The data:
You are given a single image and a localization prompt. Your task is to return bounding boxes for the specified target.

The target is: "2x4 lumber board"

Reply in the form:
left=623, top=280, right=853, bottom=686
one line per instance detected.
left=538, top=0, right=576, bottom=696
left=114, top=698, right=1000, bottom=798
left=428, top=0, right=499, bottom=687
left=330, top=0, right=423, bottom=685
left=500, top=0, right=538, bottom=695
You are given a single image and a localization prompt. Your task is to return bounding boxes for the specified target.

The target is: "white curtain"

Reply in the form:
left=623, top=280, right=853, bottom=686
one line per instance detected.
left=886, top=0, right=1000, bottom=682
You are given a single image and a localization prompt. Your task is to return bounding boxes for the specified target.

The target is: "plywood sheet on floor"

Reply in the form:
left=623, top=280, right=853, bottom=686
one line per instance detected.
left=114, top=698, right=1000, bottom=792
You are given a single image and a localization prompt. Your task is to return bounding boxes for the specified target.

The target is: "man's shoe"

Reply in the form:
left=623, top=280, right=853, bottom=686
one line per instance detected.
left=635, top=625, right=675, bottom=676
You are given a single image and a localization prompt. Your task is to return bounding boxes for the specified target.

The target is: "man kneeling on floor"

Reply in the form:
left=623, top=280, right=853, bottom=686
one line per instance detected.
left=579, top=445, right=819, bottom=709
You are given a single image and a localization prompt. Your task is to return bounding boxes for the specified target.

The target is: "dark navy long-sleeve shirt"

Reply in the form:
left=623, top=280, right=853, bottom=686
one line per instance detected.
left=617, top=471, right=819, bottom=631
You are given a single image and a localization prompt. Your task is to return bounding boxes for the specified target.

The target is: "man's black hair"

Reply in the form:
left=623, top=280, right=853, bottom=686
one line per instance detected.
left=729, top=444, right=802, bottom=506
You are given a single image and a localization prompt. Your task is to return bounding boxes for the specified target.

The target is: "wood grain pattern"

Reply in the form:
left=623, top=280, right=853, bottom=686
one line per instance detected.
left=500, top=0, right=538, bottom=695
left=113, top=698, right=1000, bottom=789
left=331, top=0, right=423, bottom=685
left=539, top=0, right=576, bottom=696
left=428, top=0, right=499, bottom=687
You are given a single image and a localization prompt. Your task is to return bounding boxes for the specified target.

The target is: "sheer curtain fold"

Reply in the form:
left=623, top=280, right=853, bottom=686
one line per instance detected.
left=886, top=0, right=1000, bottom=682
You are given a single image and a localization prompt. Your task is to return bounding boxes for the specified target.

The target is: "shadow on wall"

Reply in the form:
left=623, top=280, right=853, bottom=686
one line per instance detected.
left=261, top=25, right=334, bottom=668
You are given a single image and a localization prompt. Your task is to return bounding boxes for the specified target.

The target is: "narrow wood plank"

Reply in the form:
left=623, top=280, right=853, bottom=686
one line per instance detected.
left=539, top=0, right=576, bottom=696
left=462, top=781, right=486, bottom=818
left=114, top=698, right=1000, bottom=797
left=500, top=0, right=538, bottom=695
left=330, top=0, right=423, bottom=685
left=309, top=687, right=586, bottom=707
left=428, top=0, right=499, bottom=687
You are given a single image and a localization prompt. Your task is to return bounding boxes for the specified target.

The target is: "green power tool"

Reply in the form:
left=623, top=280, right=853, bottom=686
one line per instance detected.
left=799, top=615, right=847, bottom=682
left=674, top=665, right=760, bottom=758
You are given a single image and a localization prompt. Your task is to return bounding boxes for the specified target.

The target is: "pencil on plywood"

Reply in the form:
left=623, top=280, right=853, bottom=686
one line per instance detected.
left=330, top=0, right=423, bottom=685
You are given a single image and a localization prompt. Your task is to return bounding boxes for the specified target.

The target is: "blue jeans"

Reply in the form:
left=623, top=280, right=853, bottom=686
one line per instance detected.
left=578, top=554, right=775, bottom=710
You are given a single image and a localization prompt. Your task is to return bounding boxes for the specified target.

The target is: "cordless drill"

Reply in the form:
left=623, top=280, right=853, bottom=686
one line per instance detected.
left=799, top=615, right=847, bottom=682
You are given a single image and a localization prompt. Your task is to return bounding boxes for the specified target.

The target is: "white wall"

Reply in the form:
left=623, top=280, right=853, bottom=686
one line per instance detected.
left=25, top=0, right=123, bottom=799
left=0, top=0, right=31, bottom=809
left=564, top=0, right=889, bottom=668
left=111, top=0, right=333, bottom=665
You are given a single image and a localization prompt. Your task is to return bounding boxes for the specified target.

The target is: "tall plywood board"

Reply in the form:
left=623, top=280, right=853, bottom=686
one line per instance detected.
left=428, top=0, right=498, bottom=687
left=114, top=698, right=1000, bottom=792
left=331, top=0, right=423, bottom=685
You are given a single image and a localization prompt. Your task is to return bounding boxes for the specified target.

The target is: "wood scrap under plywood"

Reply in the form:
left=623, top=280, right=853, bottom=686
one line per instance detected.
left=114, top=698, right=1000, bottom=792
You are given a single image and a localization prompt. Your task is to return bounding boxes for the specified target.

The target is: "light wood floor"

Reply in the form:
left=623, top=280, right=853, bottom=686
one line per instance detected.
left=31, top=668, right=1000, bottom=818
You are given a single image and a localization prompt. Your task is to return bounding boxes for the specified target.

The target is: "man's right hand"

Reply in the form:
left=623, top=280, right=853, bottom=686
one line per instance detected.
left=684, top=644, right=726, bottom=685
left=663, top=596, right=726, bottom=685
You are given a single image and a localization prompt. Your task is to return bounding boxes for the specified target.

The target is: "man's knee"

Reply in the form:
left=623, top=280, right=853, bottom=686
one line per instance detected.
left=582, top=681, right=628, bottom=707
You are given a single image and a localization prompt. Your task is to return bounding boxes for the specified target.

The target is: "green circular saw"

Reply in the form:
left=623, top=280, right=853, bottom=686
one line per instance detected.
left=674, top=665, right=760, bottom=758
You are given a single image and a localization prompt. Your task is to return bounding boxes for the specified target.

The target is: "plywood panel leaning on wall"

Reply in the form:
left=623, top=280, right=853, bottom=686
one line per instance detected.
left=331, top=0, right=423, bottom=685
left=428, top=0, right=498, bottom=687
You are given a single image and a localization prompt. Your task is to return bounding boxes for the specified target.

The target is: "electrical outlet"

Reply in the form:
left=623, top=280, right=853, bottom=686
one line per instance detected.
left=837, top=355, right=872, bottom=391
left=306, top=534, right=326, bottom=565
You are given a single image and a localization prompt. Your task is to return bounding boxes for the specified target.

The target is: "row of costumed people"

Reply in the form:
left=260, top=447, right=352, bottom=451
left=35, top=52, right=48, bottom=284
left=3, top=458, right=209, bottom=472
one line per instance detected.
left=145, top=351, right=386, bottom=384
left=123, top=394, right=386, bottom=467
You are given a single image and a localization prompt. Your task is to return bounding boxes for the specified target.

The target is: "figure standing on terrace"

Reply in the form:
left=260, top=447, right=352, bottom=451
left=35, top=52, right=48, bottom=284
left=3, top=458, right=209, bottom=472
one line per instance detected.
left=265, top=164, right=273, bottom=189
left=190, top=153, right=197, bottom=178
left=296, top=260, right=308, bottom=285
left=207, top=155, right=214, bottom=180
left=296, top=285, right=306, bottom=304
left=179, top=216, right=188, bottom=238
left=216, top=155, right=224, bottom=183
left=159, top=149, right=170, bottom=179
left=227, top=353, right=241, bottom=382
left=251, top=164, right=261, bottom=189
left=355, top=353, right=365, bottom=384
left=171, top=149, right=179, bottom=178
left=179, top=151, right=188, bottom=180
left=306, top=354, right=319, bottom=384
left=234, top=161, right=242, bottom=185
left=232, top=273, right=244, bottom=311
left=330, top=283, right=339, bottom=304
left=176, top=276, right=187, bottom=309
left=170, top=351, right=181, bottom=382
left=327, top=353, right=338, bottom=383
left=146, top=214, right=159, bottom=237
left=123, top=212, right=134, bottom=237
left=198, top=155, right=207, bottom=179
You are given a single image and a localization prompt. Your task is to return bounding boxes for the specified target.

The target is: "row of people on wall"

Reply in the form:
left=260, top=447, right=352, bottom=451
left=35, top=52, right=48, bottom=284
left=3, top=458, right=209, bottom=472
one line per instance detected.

What is needed: Reproduce the listing from its first line through the line containing "left=729, top=444, right=802, bottom=506", both included, as a Markdown table with the columns "Row" and "Line". Number the rows in order, and leave out blank lines.

Answer for the task:
| Row | Line |
|---|---|
| 1 | You are given a single image and a localization prompt. Your task is to return bounding boxes for the specified target. |
| 2 | The target is: "2x4 lumber board" |
| 3 | Reply in the form: |
| 4 | left=623, top=280, right=853, bottom=686 |
| 5 | one line per instance detected. |
| 6 | left=538, top=0, right=576, bottom=696 |
| 7 | left=114, top=698, right=1000, bottom=798 |
| 8 | left=428, top=0, right=499, bottom=687 |
| 9 | left=330, top=0, right=423, bottom=685 |
| 10 | left=500, top=0, right=538, bottom=695 |
| 11 | You are given a single image and a localization prompt. Your task is to return bounding boxes for the specified target. |
| 12 | The target is: "white curtain" |
| 13 | Reply in the form: |
| 14 | left=623, top=280, right=853, bottom=686 |
| 15 | one line per instance detected. |
| 16 | left=886, top=0, right=1000, bottom=682 |
| 17 | You are given a single image and a localization prompt. Your task is to return bounding boxes for the specified target. |
| 18 | The target is: "plywood sheet on floor" |
| 19 | Reply in the form: |
| 20 | left=623, top=280, right=853, bottom=686 |
| 21 | one line per instance detected. |
| 22 | left=114, top=698, right=1000, bottom=792 |
| 23 | You are given a single image and a localization prompt. Your task is to return bounding boxes for the specified target. |
| 24 | The target is: "man's shoe" |
| 25 | Reply in the form: |
| 26 | left=623, top=280, right=853, bottom=686 |
| 27 | one line per instance detected. |
| 28 | left=635, top=625, right=675, bottom=676 |
| 29 | You are given a single image and a localization prompt. Your task is to return bounding boxes for the specified target. |
| 30 | The target is: "man kneeling on floor" |
| 31 | Reply in the form: |
| 32 | left=623, top=280, right=853, bottom=686 |
| 33 | one line per instance detected. |
| 34 | left=579, top=445, right=819, bottom=709 |
| 35 | You are given a single image and a localization prompt. Your task is to return bounding boxes for the specified target. |
| 36 | The target is: "dark navy long-sleeve shirt" |
| 37 | Reply in the form: |
| 38 | left=623, top=280, right=853, bottom=686 |
| 39 | one line per instance detected. |
| 40 | left=617, top=471, right=819, bottom=631 |
| 41 | You are given a single image and a localization prompt. Your task is to return bounding boxes for the specified target. |
| 42 | The target is: "man's black hair" |
| 43 | Reply in the form: |
| 44 | left=623, top=280, right=853, bottom=686 |
| 45 | one line per instance detected. |
| 46 | left=729, top=444, right=802, bottom=506 |